CHALLENGE | Copy every one of the entries below exactly as they appear, but leave the pictures out.

Entries excerpted from a collection |
**********
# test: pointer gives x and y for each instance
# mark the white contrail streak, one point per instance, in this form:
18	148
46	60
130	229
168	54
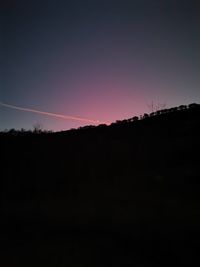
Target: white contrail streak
55	115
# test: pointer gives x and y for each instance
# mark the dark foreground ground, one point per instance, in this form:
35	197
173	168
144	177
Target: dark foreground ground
124	195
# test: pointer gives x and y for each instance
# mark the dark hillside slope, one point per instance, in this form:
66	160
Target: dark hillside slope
125	195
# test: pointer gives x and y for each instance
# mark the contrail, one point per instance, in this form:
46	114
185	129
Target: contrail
55	115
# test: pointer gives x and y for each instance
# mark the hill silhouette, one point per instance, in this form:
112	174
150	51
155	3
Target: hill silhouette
127	194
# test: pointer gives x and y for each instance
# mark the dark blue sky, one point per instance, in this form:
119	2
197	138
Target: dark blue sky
101	60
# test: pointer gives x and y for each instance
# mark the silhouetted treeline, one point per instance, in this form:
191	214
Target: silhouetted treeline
127	194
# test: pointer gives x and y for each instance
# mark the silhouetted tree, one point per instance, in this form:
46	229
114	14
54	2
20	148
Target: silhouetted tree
194	105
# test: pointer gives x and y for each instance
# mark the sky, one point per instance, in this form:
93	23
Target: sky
95	61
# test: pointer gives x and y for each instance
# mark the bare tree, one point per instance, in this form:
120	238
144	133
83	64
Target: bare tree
155	107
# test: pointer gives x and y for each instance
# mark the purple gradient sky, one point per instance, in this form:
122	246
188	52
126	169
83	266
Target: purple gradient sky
97	59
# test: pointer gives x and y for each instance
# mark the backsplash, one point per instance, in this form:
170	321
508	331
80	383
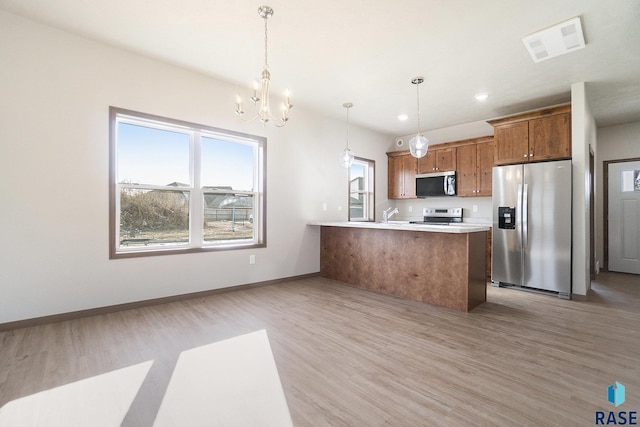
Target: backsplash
411	210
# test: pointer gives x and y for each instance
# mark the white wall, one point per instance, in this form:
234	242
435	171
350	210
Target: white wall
614	143
56	89
583	136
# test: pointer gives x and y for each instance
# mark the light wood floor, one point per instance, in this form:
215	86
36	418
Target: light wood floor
349	357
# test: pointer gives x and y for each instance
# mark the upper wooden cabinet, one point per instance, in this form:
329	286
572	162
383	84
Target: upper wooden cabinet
474	168
438	159
401	175
531	137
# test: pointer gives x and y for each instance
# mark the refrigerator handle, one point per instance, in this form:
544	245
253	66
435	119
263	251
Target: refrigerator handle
525	216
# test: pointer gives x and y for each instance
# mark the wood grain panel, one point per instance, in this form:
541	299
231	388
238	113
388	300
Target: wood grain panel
436	268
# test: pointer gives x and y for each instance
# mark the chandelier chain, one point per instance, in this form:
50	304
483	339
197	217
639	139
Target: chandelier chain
266	63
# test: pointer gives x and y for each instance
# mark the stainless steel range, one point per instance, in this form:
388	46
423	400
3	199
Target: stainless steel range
440	216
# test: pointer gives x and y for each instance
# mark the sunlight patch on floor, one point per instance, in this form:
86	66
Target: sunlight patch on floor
229	383
103	400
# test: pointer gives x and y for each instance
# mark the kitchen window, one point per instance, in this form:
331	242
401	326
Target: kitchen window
179	187
361	190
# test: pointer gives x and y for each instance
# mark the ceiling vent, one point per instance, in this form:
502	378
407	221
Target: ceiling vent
554	41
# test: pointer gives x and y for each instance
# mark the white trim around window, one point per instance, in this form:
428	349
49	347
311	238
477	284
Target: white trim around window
178	187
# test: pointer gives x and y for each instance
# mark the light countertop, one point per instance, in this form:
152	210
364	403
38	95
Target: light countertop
405	225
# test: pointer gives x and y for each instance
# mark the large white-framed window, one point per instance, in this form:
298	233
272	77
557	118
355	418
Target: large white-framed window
362	190
178	187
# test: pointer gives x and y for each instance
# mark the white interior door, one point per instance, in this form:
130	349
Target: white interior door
624	217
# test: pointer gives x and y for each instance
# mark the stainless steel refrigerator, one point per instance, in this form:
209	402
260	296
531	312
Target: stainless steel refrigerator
531	244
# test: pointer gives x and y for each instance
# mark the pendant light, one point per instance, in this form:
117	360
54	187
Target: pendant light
419	144
346	157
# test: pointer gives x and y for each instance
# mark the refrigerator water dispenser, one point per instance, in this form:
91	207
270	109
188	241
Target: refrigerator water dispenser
506	218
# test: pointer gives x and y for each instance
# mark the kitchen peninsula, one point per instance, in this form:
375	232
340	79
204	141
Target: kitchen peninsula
442	265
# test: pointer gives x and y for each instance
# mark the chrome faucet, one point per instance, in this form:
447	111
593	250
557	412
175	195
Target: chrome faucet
386	214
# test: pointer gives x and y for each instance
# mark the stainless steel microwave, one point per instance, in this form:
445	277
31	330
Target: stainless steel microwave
437	184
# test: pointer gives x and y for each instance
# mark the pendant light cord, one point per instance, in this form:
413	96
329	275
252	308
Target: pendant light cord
347	128
418	103
266	63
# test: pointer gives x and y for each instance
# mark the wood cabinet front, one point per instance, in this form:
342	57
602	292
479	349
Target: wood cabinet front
550	137
474	169
401	176
437	160
536	136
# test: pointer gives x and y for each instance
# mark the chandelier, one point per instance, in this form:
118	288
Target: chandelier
346	156
260	95
419	144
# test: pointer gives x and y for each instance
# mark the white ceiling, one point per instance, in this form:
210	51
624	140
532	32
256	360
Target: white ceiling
366	52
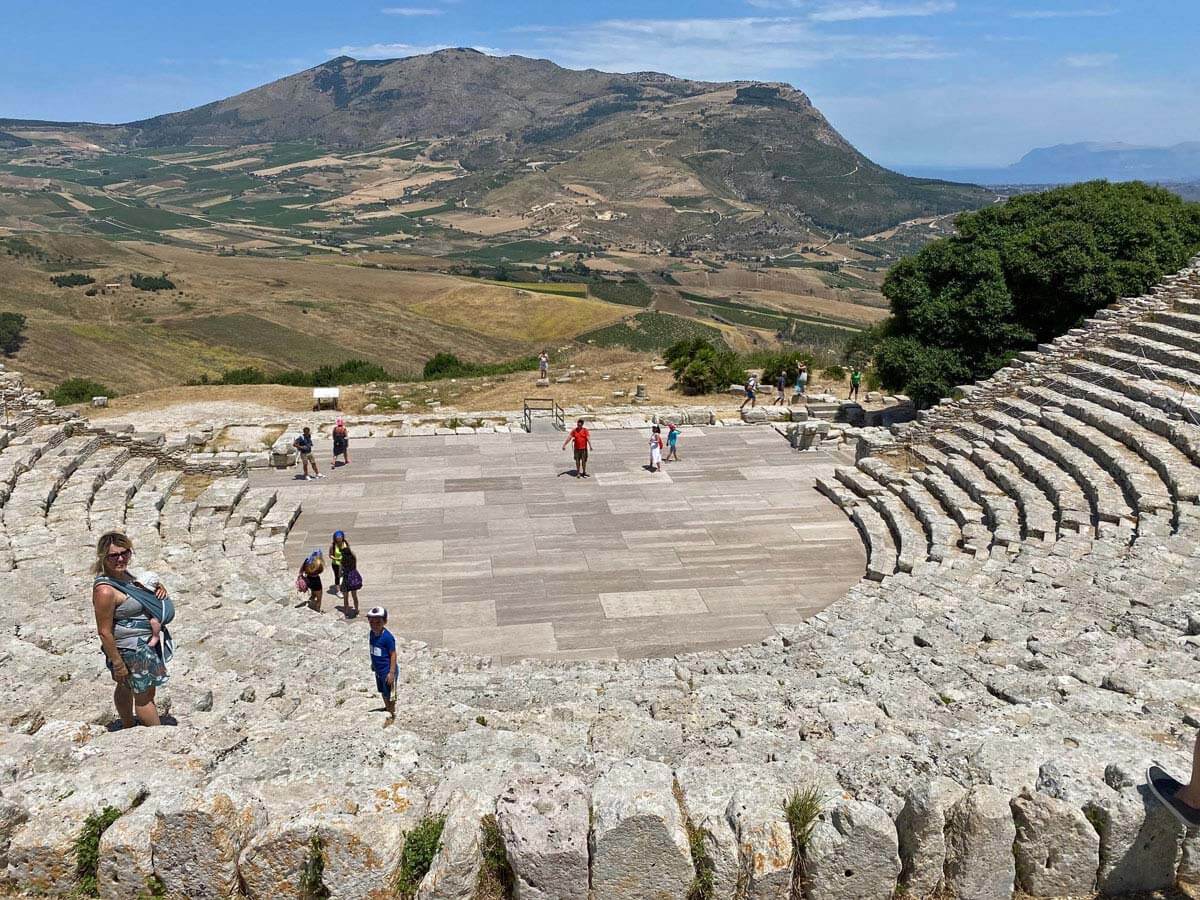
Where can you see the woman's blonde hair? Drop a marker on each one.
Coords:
(107, 541)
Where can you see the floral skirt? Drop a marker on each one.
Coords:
(147, 669)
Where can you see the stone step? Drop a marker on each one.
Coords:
(1165, 445)
(1153, 351)
(910, 540)
(1164, 333)
(876, 537)
(1074, 510)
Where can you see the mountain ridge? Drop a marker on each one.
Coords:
(757, 157)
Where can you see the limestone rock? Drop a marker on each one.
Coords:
(1139, 841)
(706, 792)
(126, 864)
(979, 834)
(765, 841)
(197, 838)
(853, 853)
(359, 855)
(455, 869)
(640, 845)
(921, 829)
(1057, 851)
(544, 819)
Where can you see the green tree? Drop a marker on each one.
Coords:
(1021, 273)
(12, 327)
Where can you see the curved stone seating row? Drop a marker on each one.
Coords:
(972, 727)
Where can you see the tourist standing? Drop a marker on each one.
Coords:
(672, 443)
(310, 574)
(383, 657)
(655, 448)
(1183, 801)
(341, 444)
(124, 609)
(856, 379)
(337, 546)
(751, 391)
(352, 582)
(582, 442)
(304, 447)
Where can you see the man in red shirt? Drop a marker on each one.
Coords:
(579, 436)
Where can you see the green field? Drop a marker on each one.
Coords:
(526, 251)
(651, 331)
(627, 293)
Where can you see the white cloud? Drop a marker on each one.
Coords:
(409, 11)
(855, 11)
(1086, 13)
(1090, 60)
(715, 49)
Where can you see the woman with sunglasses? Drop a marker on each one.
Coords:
(124, 607)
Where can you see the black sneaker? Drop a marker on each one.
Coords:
(1165, 789)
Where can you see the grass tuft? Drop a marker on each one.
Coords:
(496, 879)
(420, 846)
(802, 810)
(87, 849)
(312, 887)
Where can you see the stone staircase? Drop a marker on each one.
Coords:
(971, 720)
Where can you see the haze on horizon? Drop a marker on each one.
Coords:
(909, 82)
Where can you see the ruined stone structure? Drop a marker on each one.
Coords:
(973, 717)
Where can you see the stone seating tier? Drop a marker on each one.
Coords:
**********
THE SOLUTION |
# test: pointer gives x and y for each instance
# mark the white contrail streak, one point per instance, in this form:
18	148
46	60
130	229
168	54
Target: white contrail streak
55	115
# test: pointer gives x and y for each instance
# mark the dark foreground ground, one point per instance, in this form:
35	197
173	168
144	177
Target: dark foreground ground
124	195
# test: pointer gives x and y for each instance
# mark the dark hillside slope, one point per instance, in this form:
66	160
Target: dark hillside slope
125	195
# test: pointer gives x and y for each instance
# mark the contrail, one point per instance, in this form:
46	114
185	129
Target: contrail
55	115
# test: pointer gives x and y for each instance
# mark the hill silhouette, one point per instance, in this form:
112	174
150	51
155	3
Target: hill silhouette
127	194
# test: pointer gives x and y for each instance
# mark the dark blue sky, one point per instance, in this form:
119	2
197	138
Target: dark blue sky
101	60
# test: pointer gives x and y for each instance
# mark the silhouetted treeline, one point per instance, in this form:
191	214
Target: silhouetted treeline
127	194
# test: pointer gives x and y for each instance
# mark the silhouetted tree, one point per instance, in this form:
46	229
114	14
54	2
20	148
Target: silhouetted tree
194	105
# test: pointer gives x and y for each instance
# mark the sky, one point per instance, in this form:
93	23
Target: sky
95	61
# test: pointer gives x and y for each instance
# mark the bare tree, one point per instance, in this form:
120	238
144	133
83	64
Target: bare tree
155	107
# test: pointer gives x and y for each instance
# mark the purple gradient sky, one point per instance, in this form:
122	246
188	52
126	169
83	266
Target: purple gradient sky
97	59
# test: pointer gives x and y for each instance
# mark the backsplash, one point per instance, in this form:
170	321
508	331
80	383
Target: backsplash
411	210
# test: pointer gives x and y for each instance
# mark the white wall, one point per instance, in this form:
234	242
435	171
350	210
Target: white wall
614	143
56	89
583	136
# test: pointer gives x and y for each instance
# mark the light wood floor, one point per instance, in this form:
215	86
36	418
Target: light wood floor
349	357
# test: pointer gives x and y for each instance
# mark the upper wooden cabinet, one point per instance, in this form:
329	286
572	162
383	84
Target: upper wooden cabinet
474	168
438	159
401	175
531	137
# test: pointer gives x and y for each instance
# mark the refrigerator handle, one point per instance, in this form:
544	245
253	66
435	119
263	251
Target: refrigerator handle
525	216
# test: pointer gives x and y for each instance
# mark the wood grain panel, one point per instance, in this form:
541	299
231	388
238	113
388	300
Target: wood grain panel
436	268
# test: pointer gives x and y for each instance
# mark the chandelier chain, one point per instance, in this form:
50	304
483	339
197	217
639	139
Target: chandelier chain
266	63
# test: pointer gives x and y for each instance
# mark the stainless steel range, one point per instance, in this form:
388	46
423	400
3	199
Target: stainless steel range
440	216
# test: pointer gives x and y for each instance
# mark the sunlight patch on floor, one point per instance, in this form:
86	66
Target: sunlight patch on floor
229	383
103	400
# test: pointer gives x and y for each instance
# mark the kitchen window, one point per instance, in this form:
331	242
401	326
Target: kitchen window
179	187
361	190
# test: pointer gives x and y for each instance
# mark the ceiling vent, one point per instance, in this form:
502	378
407	221
Target: ceiling vent
554	41
# test: pointer gives x and y for each instance
# mark the white trim around window, one point per instance, in this form:
428	349
49	347
311	238
477	284
Target: white trim around window
178	187
# test: pointer gives x and y for each instance
# mark the light countertop, one point per instance, in this form:
152	210
364	403
38	95
Target: light countertop
405	225
# test: pointer gives x and y for each instance
# mark the large white-framed window, one point per instance, in this form:
298	233
272	77
557	118
355	418
Target: large white-framed window
362	190
178	187
# test: pointer gives x and y for each instance
# mark the white interior door, one point per instance, in this form:
130	349
Target: white interior door
624	217
# test: pointer gives x and y for each instance
# mark the stainless steel refrigerator, one point per instance, in this form:
209	402
260	296
531	312
Target: stainless steel refrigerator
531	244
# test: pointer gives x and y for each instance
# mark the pendant light, one point per instance, in this form:
117	360
54	187
Target: pendant light
419	144
346	157
# test: pointer gives x and y for each instance
# mark the refrigerator water dispenser, one point per instance, in this form:
91	207
270	109
188	241
Target: refrigerator water dispenser
506	218
# test: pointer gives x and y for each instance
# mark the kitchen peninsula, one point per instance, in this form:
375	232
340	79
204	141
Target: kitchen peninsula
442	265
# test: pointer gives x and y for each instance
# mark the chrome faucet, one point per instance, in this form:
447	111
593	250
557	412
175	195
Target: chrome faucet
386	214
# test: pointer gives x and y for each instance
# mark the stainless steel microwave, one point per instance, in this form:
445	277
31	330
Target: stainless steel microwave
437	184
# test: pointer gives x and y for each instance
# mark the pendant light cord, one point per instance, in this form:
413	96
329	275
252	308
Target: pendant light cord
347	128
418	103
266	63
# test: pointer gives x and y for each instance
# mark the wood cabinet front, one point per instance, in this form:
342	57
602	292
479	349
Target: wood cabinet front
550	137
474	169
401	176
437	160
536	136
# test: pointer gives x and y for each instance
# mark the chandelier, one point per instance, in this form:
118	288
Target: chandelier
346	156
260	95
419	144
# test: pointer gives x and y for each instance
# mark the white ceiling, one point per instance, in this form:
210	51
624	140
532	32
256	360
Target: white ceiling
366	52
Where can you see the woman's blonde hair? Drop a marker on each one.
Coords:
(107, 541)
Where can you see the floral skirt? Drop a marker on each one.
Coords:
(147, 669)
Where can you see the stone step? Drop a marker on each one.
Coords:
(1165, 445)
(1153, 351)
(910, 540)
(1164, 333)
(876, 537)
(1074, 510)
Where can you see the mountain ridge? Drop a marker on each one.
Coords:
(757, 157)
Where can you see the limestone rock? Drop a marker on each one.
Coords:
(1139, 841)
(706, 792)
(126, 864)
(979, 834)
(765, 841)
(197, 838)
(853, 853)
(359, 855)
(455, 869)
(640, 845)
(921, 829)
(1057, 851)
(544, 819)
Where can you see the green tree? Drop a marker on each one.
Coords:
(1021, 273)
(12, 327)
Where can you see the curved stone seating row? Drop a marker on each one.
Coords:
(972, 727)
Where can you see the tourist standing? Drop a marker on each one.
Coords:
(672, 443)
(310, 574)
(383, 657)
(655, 448)
(1183, 801)
(341, 444)
(124, 609)
(856, 379)
(337, 546)
(751, 391)
(352, 582)
(582, 442)
(304, 447)
Where can you see the man in red shirt? Drop a marker on each one.
Coords:
(579, 436)
Where can you see the green field? Drop a marker on each one.
Coords:
(526, 251)
(651, 331)
(627, 293)
Where can you see the white cloud? Drop a marker on each one.
Coords:
(409, 11)
(855, 11)
(1086, 13)
(1090, 60)
(715, 49)
Where can you see the woman with sunglasses? Drop a marker on each one.
Coords:
(124, 607)
Where can you see the black sneaker? Drop a marker on each one.
Coords:
(1165, 789)
Where can you see the grass tuft? Drop a marker on each one.
Coords:
(496, 879)
(420, 846)
(802, 810)
(87, 849)
(312, 887)
Where can you see the stone staircase? Drop a marker on each one.
Coords:
(971, 720)
Where can you see the haze on horizon? Drop a marker on each one.
Coords:
(909, 82)
Where can you see the ruined stone structure? Drop a marker on each one.
Coords:
(973, 717)
Where can you see the stone seating tier? Drop a marker on each one.
Coords:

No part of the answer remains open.